UW trustees approved a new regulation that requires board approval for transfers between divisions and also limits the amount the president may transfer between divisions, reported The Wyoming Tribune Eagle.

The Boomerang also reported that UW trustees approved a student fee increase of $28 per semester that will expand tutoring and advising services for students, and help the UW Art Museum offer internships.

Bill Mai, UW vice president for administration, said in a Boomerang article that UW is scaling back on its plans to construct new residence halls in the wake of state-mandated budget cuts.

The Wyoming Tribune Eagle reported that UW economist Rob Godby said lower coal production in the state is “the new normal.” His comments were made during the Wyoming Business Report’s Energy Summit in Cheyenne last week.

The Wyoming Business Council recommended a $1.5 million grant to Campbell County for a research facility on alternative uses for coal, according to The CS-T. UW’s School of Energy Resources will collaborate with Gillette’s Innovation Center and Gillette College on research projects.

AllAfrica, an online news source that covers the continent, published an interview with Abdullahi Ali, a UW Ph.D. ecology student, and his research into saving hirola, the world’s most endangered antelope.

UW President Laurie Nichols discussed the state of the university during a public appearance in Kemmerer last week as part of her town-hall visits around the state, The Kemmerer Gazette reported.

Wyoming Public Media interviewed UW Professor Scott Chamberlin on his department’s elementary education program being ranked No. 6 in College Choice’s “35 Best Elementary Education Degrees for 2017.” The CS-T and U.S. News and World Report also published the story.

LogiLube LLC became the ninth company to graduate from UW’s Wyoming Technology Business Center, according to a UW release. Company founder and CEO Bill Gillette was interviewed by The CS-T.

The Wyoming Tribune Eagle noted that the College of Education and College of Arts and Sciences are consolidating several small departments into a few larger units in an effort to increase efficiency and cut costs at UW.

The CS-T interviewed UW Extension Educator Donna Hoffman, who offered spring garden tips.

UW College of Education Dean Ray Reutzel has been appointed as an ex-officio member on the State Board of Education, reported Wyoming Public Radio, another move to strengthen educational partnerships.

The CS-T interviewed Ken Chestek, UW associate law professor, about a group of Wyomingites pushing a ballot initiative for campaign finance reform in the state and nationally.

Tim Slater, the Wyoming Excellence in Higher Education Endowed Chair in Science Education at UW, spoke in Sheridan last week about this summer’s solar eclipse, The Sheridan Press reported.

The Missoulian covered a presentation at Cody’s Buffalo Bill Center of the West that featured archaeologists researching ancient peoples’ widespread use of mountains as their primary habitat. UW Professor Robert Kelly was among those detailing work in the Wind River Mountains.

Mike Borowczak, UW cybersecurity education and research director, will be the featured speaker at a cyber threat workshop next week in Sheridan, according to The Sheridan Press.

• _Provided data_
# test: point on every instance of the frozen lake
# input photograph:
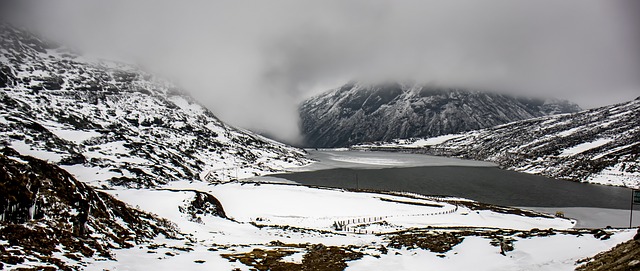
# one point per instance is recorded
(476, 180)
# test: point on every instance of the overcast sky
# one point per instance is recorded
(252, 62)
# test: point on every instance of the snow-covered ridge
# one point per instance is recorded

• _What the exercise asks_
Copy everything in the UW news roundup from "The Wyoming Tribune Eagle noted" down to "Sheridan Press reported.", swapping "ballot initiative" for "petition drive".

• _Response for this exercise_
The Wyoming Tribune Eagle noted that the College of Education and College of Arts and Sciences are consolidating several small departments into a few larger units in an effort to increase efficiency and cut costs at UW.

The CS-T interviewed UW Extension Educator Donna Hoffman, who offered spring garden tips.

UW College of Education Dean Ray Reutzel has been appointed as an ex-officio member on the State Board of Education, reported Wyoming Public Radio, another move to strengthen educational partnerships.

The CS-T interviewed Ken Chestek, UW associate law professor, about a group of Wyomingites pushing a petition drive for campaign finance reform in the state and nationally.

Tim Slater, the Wyoming Excellence in Higher Education Endowed Chair in Science Education at UW, spoke in Sheridan last week about this summer’s solar eclipse, The Sheridan Press reported.